• **What needs to be done**
Copy the data exactly.

[Referring expression data]
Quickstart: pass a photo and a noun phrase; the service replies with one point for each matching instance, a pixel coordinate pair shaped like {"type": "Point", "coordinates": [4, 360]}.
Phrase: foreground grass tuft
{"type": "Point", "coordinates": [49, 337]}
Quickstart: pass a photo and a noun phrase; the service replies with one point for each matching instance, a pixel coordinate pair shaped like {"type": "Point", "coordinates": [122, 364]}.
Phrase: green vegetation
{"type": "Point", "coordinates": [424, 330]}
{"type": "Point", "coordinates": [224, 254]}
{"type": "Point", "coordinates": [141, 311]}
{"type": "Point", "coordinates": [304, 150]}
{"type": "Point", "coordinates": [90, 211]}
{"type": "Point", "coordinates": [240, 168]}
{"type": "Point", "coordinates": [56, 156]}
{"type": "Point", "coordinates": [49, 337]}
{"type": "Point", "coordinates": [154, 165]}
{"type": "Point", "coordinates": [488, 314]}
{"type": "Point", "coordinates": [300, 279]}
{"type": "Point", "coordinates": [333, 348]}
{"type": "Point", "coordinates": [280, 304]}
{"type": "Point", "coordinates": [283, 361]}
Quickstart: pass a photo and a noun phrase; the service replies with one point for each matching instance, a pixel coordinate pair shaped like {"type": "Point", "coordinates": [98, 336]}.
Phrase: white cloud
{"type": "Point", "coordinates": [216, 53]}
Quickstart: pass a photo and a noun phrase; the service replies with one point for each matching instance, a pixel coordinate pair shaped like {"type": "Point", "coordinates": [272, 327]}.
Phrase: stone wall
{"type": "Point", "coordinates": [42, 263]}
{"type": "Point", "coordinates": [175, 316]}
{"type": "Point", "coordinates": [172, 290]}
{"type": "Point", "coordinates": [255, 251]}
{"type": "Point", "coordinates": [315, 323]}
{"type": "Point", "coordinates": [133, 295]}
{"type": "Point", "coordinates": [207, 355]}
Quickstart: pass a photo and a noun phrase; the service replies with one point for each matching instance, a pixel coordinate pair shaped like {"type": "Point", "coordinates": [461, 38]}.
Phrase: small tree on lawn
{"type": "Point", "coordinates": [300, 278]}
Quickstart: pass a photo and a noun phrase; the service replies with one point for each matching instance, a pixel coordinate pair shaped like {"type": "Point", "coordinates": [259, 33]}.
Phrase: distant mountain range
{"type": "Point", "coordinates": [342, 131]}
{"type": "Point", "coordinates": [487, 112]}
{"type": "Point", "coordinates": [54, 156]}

• **Result of the exercise**
Quickstart: pass a photo and a noun phrase; the service replies with one point for each matching instance, a pixel coordinate pair shaped like {"type": "Point", "coordinates": [4, 360]}.
Phrase: foreground grass tuft
{"type": "Point", "coordinates": [49, 337]}
Quickstart: pass a photo and a noun phrase; the service replies with one point for each matching instance, a pixel coordinate pair shaped like {"type": "Point", "coordinates": [122, 364]}.
Phrase: green vegetation
{"type": "Point", "coordinates": [424, 330]}
{"type": "Point", "coordinates": [224, 254]}
{"type": "Point", "coordinates": [141, 311]}
{"type": "Point", "coordinates": [304, 150]}
{"type": "Point", "coordinates": [90, 211]}
{"type": "Point", "coordinates": [240, 168]}
{"type": "Point", "coordinates": [56, 156]}
{"type": "Point", "coordinates": [49, 337]}
{"type": "Point", "coordinates": [154, 165]}
{"type": "Point", "coordinates": [488, 314]}
{"type": "Point", "coordinates": [300, 279]}
{"type": "Point", "coordinates": [333, 348]}
{"type": "Point", "coordinates": [280, 304]}
{"type": "Point", "coordinates": [283, 361]}
Quickstart: pass a photo and a noun phrase; the service replies with one point for each matching instance, a pixel coordinate pair shaped like {"type": "Point", "coordinates": [98, 336]}.
Phrase: white cloud
{"type": "Point", "coordinates": [216, 53]}
Quickstart: pass a photo and a noun phrase; the service replies with one point for each matching instance, a pixel coordinate pair shaped like {"type": "Point", "coordinates": [272, 327]}.
Phrase: stone wall
{"type": "Point", "coordinates": [42, 263]}
{"type": "Point", "coordinates": [175, 316]}
{"type": "Point", "coordinates": [172, 290]}
{"type": "Point", "coordinates": [255, 251]}
{"type": "Point", "coordinates": [315, 323]}
{"type": "Point", "coordinates": [133, 295]}
{"type": "Point", "coordinates": [207, 355]}
Quickstart: pass a photo and a noun phrase; the service replies with one point for each matching instance, a pixel coordinate pair shaped like {"type": "Point", "coordinates": [461, 38]}.
Phrase: small tree on lawn
{"type": "Point", "coordinates": [300, 278]}
Quickstart: pass a photo and a noun phrase; the service replies with one point for each matching instance, a pixel coordinate pair shaped like {"type": "Point", "coordinates": [259, 33]}.
Phrase: distant mountain range
{"type": "Point", "coordinates": [342, 131]}
{"type": "Point", "coordinates": [487, 112]}
{"type": "Point", "coordinates": [54, 156]}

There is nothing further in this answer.